▸ **Задания**
- 1) Переведите на английский язык следующее предложение из отрывка: «Я иногда забывала играть и любовалась им, как зритель.»
- 2) Кто, согласно отрывку, был единственным, кто понял гротеск?
- 3) Выведите без изменений часть отрывка: начните с места, где стоят слова «Трудная сцена, он», и остановитесь после слов «он сам играл!».

▸ **Отрывок**
______

Майя Туровская - Бабанова. Легенда и биография
Из бесед с М. И. Бабановой
«Я недавно перечитала пьесу — какой ужас! Как я могла играть эту гадость!
К счастью, я ничего этого тогда не понимала.
И никто из нас, наверное, не понимал Мейерхольда — это был великий его эксперимент. Единственный, кто понял гротеск, был Ильинский — фарс Мейерхольд давал в гротескном исполнении, и Ильинский снимал все сало, которое есть в пьесе. Я иногда забывала играть и любовалась им, как зритель. С нами он был тогда высокомерен. Я была девчонка — худая, бледная, некрасивая, но цепкая. Вскакивала ему на плечи, а он раскачивался, чтобы меня сбросить. Не тут-то было!
Ленинградским друзьям Мейерхольда — Гвоздеву, Мокульскому — нравилось, что я женщину не играла. А честно говоря, я была актерски неопытная, просто дура, не понимала, что я делаю и для чего. Слушалась Мейерхольда, и все.
Трудная сцена, он загорается, вскакивает, и начинается представление. Все замирает, все забывают, где они, что они, все разевают рты и глотают это блаженство.
Я выходила на улицу и думала: “Господи, несчастные люди, едете на трамвае, идете в магазины — и не испытали блаженства, не видели великого искусства, — как мне вас жаль!” Я шла домой счастливая, потому что я видела гениальную игру. Я могу только сказать: я видела гениальную игру. То, что он ставил, — да, я понимала: ах, как лихо он это делает! Но ведь самая прелесть была, когда он сам играл!
Один только Ильинский в “Рогоносце” и в “Лесе” и приближался к Мейерхольду.
Больше на моей памяти никто к нему приблизиться не мог. В нем заложен был такой темперамент адский, и чем он старше становился, тем сильней. А может быть, он накопил столько опыта…»

______

▸ **Исходные данные**
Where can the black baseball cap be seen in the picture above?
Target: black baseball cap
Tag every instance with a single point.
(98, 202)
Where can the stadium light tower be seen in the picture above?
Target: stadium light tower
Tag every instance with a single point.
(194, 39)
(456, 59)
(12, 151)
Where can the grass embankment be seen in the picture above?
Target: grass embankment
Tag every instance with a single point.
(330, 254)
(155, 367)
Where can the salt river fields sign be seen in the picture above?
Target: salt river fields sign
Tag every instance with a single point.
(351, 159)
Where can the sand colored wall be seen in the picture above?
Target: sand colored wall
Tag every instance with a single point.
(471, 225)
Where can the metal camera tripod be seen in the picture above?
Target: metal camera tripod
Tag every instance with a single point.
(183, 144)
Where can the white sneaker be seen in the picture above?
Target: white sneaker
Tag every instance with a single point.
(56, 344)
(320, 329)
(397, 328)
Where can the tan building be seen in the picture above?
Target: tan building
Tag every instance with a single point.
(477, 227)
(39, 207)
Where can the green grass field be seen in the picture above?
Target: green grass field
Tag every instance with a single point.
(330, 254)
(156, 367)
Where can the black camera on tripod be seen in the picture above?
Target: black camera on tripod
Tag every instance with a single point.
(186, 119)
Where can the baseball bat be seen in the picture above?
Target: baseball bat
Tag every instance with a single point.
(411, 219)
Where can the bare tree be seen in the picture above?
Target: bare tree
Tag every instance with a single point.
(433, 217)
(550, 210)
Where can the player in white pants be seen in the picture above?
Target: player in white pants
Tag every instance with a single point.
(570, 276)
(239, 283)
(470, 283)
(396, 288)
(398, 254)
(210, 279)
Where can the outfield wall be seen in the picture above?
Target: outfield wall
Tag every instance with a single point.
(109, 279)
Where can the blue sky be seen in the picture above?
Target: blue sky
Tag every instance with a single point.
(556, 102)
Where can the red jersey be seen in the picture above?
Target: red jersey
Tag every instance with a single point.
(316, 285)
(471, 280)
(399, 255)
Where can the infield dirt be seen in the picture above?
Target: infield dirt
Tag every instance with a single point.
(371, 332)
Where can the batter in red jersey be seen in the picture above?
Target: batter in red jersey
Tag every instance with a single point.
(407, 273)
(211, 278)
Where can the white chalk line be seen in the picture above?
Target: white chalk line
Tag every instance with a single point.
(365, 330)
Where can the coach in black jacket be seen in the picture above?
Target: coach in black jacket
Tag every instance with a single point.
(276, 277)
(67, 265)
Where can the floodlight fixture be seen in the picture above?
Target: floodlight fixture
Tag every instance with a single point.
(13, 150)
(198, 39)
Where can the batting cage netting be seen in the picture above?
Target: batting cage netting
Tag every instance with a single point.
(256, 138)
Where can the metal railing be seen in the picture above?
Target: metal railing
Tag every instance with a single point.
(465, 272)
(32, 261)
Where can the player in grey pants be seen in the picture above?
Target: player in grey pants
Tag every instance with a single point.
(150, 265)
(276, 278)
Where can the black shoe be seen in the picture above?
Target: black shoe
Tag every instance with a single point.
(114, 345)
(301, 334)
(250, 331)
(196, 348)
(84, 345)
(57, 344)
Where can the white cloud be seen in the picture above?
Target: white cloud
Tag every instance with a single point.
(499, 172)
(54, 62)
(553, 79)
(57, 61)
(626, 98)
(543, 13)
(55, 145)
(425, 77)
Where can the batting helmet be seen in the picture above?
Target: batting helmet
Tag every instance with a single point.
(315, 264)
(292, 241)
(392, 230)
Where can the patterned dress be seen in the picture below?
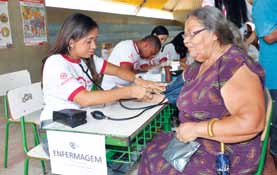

______

▸ **Ответы**
- 1) Sometimes I would forget to act and would admire him like a spectator.

- 2) Ильинский.

- 3)
Трудная сцена, он загорается, вскакивает, и начинается представление. Все замирает, все забывают, где они, что они, все разевают рты и глотают это блаженство.
Я выходила на улицу и думала: “Господи, несчастные люди, едете на трамвае, идете в магазины — и не испытали блаженства, не видели великого искусства, — как мне вас жаль!” Я шла домой счастливая, потому что я видела гениальную игру. Я могу только сказать: я видела гениальную игру. То, что он ставил, — да, я понимала: ах, как лихо он это делает! Но ведь самая прелесть была, когда он сам играл!